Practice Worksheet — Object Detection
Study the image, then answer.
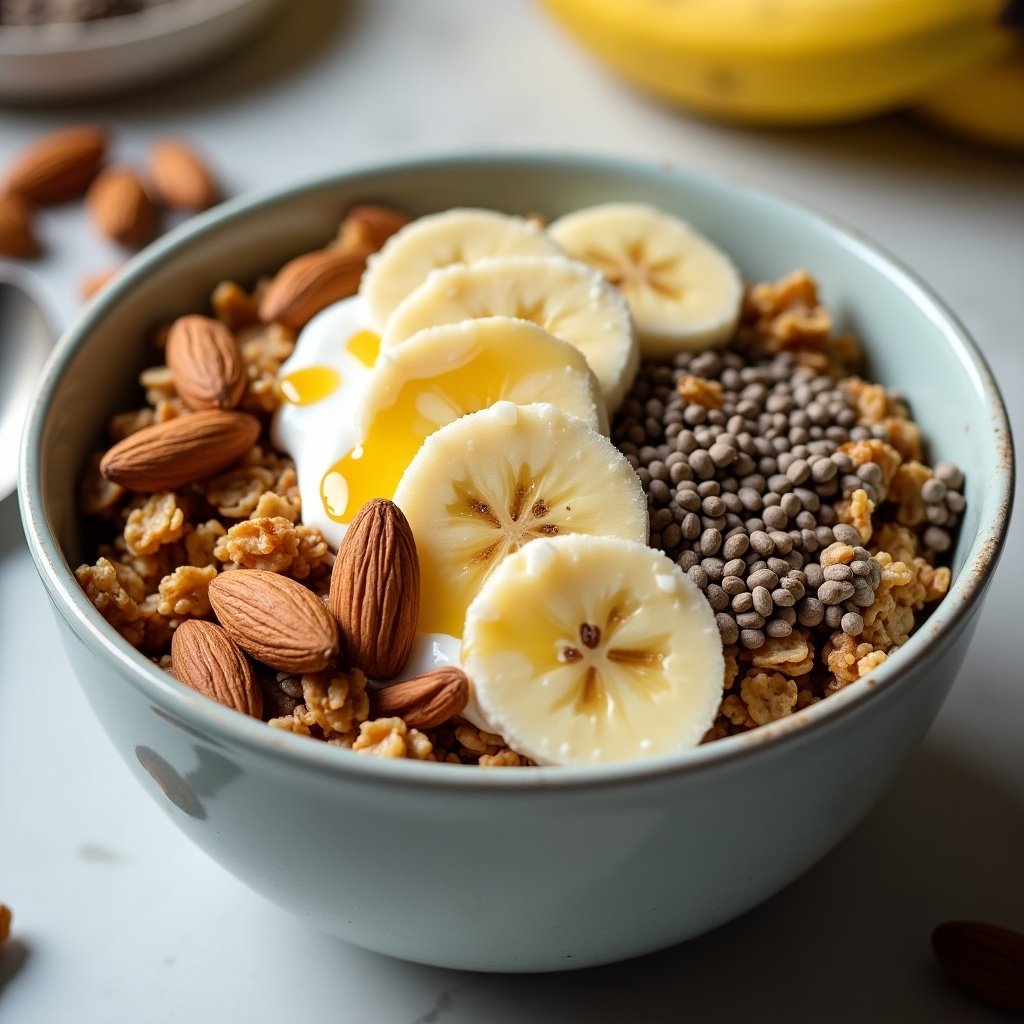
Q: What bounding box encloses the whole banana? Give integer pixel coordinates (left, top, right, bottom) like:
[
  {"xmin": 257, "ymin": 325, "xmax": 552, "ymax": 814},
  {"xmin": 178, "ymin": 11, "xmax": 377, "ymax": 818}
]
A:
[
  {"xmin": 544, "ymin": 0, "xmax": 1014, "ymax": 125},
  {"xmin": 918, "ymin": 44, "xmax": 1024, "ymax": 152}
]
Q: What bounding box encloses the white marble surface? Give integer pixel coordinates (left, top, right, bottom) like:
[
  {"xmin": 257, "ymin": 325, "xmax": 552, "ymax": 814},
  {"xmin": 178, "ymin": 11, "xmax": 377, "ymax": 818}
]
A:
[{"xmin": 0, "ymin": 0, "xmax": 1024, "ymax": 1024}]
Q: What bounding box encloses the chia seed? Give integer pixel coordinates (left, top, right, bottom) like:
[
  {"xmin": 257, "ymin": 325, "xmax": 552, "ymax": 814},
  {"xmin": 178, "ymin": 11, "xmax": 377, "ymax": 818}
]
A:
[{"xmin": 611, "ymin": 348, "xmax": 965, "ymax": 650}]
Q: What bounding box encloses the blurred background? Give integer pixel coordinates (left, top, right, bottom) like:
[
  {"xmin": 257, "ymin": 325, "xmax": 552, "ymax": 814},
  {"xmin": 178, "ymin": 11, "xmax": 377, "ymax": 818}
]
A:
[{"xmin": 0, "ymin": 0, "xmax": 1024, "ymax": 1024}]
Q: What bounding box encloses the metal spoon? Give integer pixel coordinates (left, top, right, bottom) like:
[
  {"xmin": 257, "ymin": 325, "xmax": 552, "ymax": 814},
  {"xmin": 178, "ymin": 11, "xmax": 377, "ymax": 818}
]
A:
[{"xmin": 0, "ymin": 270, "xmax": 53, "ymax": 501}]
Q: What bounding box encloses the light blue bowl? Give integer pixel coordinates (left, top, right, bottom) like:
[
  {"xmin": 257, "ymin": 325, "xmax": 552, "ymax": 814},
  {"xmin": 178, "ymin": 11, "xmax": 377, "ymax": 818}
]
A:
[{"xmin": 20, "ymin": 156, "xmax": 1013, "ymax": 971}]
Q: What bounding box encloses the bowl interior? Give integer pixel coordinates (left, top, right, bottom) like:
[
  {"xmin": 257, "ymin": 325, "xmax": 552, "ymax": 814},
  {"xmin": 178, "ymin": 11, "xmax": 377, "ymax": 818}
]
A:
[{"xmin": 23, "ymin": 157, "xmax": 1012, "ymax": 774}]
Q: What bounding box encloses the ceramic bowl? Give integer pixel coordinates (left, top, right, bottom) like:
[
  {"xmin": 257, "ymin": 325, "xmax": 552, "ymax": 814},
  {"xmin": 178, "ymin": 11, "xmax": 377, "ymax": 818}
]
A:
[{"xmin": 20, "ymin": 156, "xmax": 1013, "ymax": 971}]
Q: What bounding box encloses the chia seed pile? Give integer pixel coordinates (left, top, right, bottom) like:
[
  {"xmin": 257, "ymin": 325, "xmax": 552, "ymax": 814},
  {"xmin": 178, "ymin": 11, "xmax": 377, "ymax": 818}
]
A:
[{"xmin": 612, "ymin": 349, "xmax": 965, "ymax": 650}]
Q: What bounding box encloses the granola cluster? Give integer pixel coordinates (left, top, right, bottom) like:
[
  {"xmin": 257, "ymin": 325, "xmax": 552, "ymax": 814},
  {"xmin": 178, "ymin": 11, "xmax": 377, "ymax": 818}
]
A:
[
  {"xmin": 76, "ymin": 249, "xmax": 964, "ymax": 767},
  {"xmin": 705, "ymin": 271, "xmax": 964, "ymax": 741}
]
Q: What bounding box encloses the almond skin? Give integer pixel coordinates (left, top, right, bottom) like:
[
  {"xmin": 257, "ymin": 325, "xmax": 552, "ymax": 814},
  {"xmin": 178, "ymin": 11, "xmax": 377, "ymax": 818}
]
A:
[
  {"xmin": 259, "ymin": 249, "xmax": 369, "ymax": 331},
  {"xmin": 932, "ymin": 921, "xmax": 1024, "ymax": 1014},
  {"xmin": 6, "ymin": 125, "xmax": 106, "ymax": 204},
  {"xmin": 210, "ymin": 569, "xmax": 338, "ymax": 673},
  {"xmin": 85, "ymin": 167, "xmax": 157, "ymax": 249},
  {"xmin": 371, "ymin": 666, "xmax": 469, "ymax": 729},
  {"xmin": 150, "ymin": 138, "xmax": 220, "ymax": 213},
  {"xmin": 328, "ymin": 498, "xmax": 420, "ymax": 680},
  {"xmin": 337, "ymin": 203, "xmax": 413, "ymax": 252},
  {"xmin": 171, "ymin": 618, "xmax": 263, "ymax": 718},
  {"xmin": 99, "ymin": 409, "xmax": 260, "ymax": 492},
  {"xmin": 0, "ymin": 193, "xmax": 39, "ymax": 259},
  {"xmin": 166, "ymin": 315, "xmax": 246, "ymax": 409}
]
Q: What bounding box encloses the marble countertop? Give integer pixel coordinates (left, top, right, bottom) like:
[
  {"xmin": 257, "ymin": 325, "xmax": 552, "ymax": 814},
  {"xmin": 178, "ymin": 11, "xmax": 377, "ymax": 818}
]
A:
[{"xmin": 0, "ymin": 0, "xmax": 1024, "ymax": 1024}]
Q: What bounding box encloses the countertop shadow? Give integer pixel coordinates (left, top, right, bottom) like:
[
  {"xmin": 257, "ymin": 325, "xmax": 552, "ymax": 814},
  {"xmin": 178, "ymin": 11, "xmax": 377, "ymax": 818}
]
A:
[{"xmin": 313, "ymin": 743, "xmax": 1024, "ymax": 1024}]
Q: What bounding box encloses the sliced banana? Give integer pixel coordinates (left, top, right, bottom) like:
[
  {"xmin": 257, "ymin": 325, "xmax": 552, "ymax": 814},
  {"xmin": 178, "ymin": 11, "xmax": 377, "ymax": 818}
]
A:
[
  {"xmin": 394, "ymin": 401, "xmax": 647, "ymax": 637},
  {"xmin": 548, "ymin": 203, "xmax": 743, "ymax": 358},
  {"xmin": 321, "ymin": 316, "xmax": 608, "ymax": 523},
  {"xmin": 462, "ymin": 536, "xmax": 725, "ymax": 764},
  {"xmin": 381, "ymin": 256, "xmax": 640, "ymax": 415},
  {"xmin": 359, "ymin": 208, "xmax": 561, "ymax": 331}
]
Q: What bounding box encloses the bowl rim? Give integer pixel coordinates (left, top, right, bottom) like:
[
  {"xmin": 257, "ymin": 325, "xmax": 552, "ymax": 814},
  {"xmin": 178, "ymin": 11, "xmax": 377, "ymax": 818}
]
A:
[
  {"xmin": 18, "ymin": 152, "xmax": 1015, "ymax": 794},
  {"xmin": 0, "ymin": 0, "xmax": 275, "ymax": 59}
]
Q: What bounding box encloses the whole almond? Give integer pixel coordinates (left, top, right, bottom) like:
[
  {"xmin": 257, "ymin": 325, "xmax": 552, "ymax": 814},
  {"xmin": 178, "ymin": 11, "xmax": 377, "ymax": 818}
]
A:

------------------------------------------------------------

From the line with "Q: What bounding box encloses the countertop" to the last line of the material, give every line again exactly, and only those lines.

Q: What bounding box encloses the countertop shadow? Give integer pixel coordinates (left, top, right, bottom) like:
[
  {"xmin": 257, "ymin": 325, "xmax": 552, "ymax": 814},
  {"xmin": 178, "ymin": 11, "xmax": 377, "ymax": 818}
]
A:
[{"xmin": 313, "ymin": 743, "xmax": 1024, "ymax": 1024}]
Q: What bounding box encloses the sliced banana? Give integer pixel coordinates (left, top, right, bottom) like:
[
  {"xmin": 257, "ymin": 325, "xmax": 552, "ymax": 814},
  {"xmin": 178, "ymin": 11, "xmax": 377, "ymax": 818}
]
A:
[
  {"xmin": 394, "ymin": 401, "xmax": 647, "ymax": 637},
  {"xmin": 548, "ymin": 203, "xmax": 743, "ymax": 358},
  {"xmin": 321, "ymin": 316, "xmax": 608, "ymax": 523},
  {"xmin": 462, "ymin": 536, "xmax": 725, "ymax": 764},
  {"xmin": 381, "ymin": 256, "xmax": 640, "ymax": 415},
  {"xmin": 359, "ymin": 208, "xmax": 561, "ymax": 331}
]
Q: What bounding box encloses the bowl rim? Give integer pixel coordinates (left, top, right, bottom) like:
[
  {"xmin": 257, "ymin": 325, "xmax": 552, "ymax": 814},
  {"xmin": 178, "ymin": 11, "xmax": 377, "ymax": 818}
]
A:
[
  {"xmin": 18, "ymin": 152, "xmax": 1015, "ymax": 794},
  {"xmin": 0, "ymin": 0, "xmax": 275, "ymax": 59}
]
Q: What bounding box encloses the whole almond? Give integer pixel coordinates (left, top, right, bottom) like:
[
  {"xmin": 257, "ymin": 325, "xmax": 552, "ymax": 814},
  {"xmin": 178, "ymin": 11, "xmax": 377, "ymax": 818}
]
A:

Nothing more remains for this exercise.